(Stored records)
Content starts

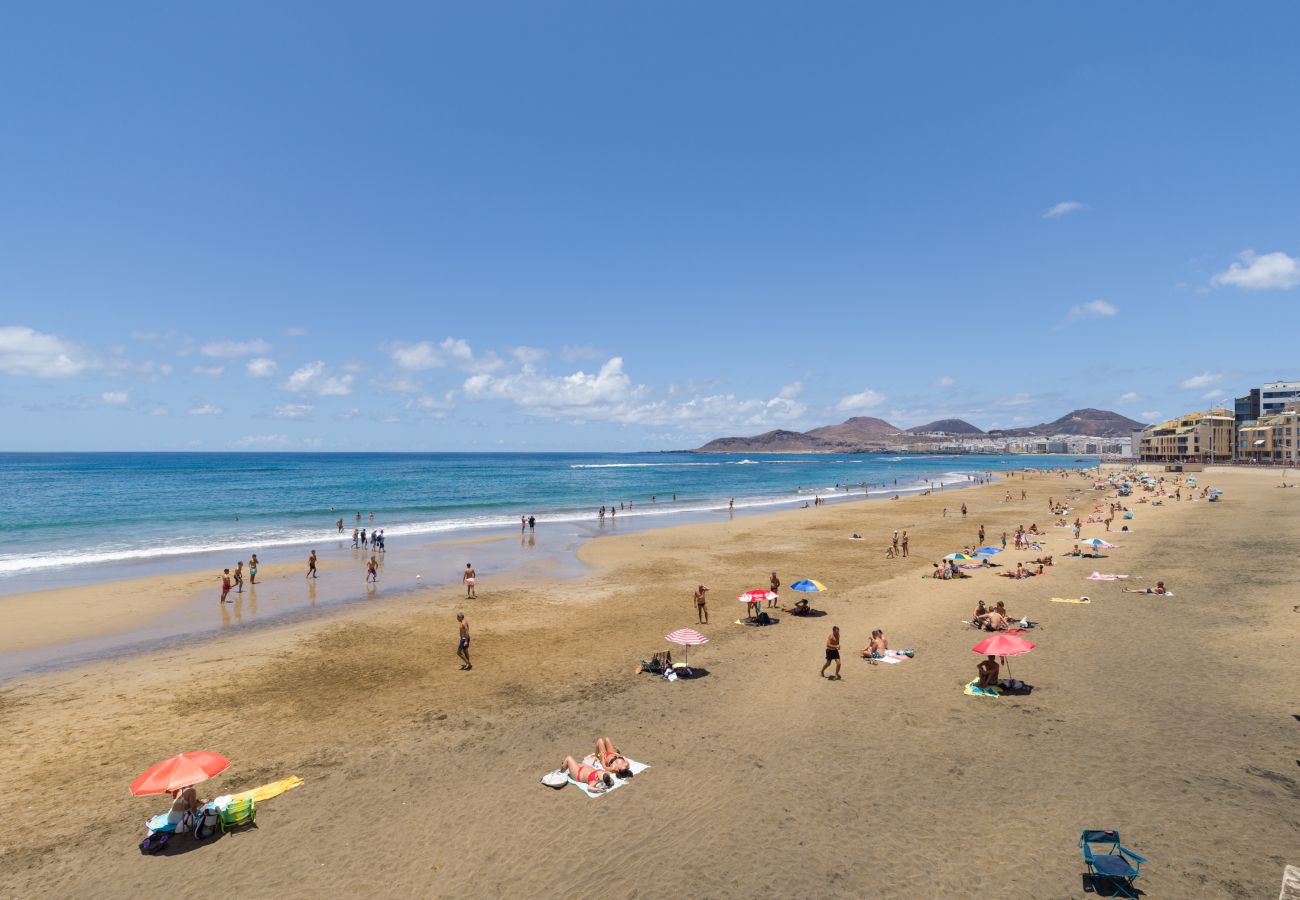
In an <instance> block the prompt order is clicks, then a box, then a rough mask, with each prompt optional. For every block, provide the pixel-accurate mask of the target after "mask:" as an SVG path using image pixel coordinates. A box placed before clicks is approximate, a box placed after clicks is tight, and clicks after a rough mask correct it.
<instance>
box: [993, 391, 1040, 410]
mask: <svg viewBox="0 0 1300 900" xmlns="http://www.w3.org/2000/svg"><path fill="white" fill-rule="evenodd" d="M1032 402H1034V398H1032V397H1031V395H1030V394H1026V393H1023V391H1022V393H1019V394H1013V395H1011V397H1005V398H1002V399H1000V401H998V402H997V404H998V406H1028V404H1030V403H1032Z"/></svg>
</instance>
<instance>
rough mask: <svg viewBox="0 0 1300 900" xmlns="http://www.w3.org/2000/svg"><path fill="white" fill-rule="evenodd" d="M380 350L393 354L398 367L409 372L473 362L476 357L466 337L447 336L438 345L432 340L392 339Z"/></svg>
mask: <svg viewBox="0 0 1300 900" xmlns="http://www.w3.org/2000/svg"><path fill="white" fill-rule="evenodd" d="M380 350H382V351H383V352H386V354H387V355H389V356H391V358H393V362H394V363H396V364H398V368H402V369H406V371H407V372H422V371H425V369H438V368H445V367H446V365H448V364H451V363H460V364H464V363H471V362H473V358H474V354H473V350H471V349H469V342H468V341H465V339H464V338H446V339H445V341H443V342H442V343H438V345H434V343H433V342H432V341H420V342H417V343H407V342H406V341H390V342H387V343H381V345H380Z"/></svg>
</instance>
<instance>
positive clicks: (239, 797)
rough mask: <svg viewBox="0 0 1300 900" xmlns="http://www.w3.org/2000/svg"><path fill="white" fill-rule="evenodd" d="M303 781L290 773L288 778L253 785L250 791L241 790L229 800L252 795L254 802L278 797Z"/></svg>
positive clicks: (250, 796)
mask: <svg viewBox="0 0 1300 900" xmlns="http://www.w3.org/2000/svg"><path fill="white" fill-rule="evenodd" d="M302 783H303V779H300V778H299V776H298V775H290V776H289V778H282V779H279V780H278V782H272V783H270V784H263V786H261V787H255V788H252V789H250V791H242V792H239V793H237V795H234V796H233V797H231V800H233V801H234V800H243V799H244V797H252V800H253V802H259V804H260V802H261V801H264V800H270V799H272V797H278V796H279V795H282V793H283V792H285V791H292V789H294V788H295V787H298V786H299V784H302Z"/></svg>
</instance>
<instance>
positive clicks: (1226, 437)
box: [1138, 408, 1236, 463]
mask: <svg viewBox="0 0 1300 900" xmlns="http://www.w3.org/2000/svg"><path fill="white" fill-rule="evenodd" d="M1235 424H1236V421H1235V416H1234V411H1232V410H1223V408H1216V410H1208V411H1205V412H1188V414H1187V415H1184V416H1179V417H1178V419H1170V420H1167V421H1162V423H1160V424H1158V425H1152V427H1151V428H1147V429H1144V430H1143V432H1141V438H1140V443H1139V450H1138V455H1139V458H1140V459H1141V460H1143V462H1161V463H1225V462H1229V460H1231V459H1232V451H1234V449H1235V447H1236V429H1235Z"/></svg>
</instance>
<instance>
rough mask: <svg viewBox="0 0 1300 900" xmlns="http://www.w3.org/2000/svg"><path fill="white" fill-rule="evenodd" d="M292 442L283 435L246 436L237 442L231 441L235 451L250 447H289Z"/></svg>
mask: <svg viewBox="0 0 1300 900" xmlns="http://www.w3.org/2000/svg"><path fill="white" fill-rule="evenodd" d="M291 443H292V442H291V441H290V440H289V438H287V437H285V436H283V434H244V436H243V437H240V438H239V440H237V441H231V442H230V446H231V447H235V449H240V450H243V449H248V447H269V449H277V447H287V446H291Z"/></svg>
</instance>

Content ends

▶ _Work item_:
Write out the lines of the listing above from its start through the line holding "box: [993, 391, 1040, 410]", inclusive, keeping every character unchanged. Leave the pictures out of your answer.

▶ _Answer to this problem_:
In an <instance> block the prompt order is clicks, then a box, then a rough mask, with each prompt optional. For every block, provide the pixel-accurate mask of the target after "mask:" as an SVG path using image pixel coordinates. A box placed before clicks is approximate, a box placed after clicks is tight, and clicks after a rough mask correct it.
<instance>
box: [993, 391, 1040, 410]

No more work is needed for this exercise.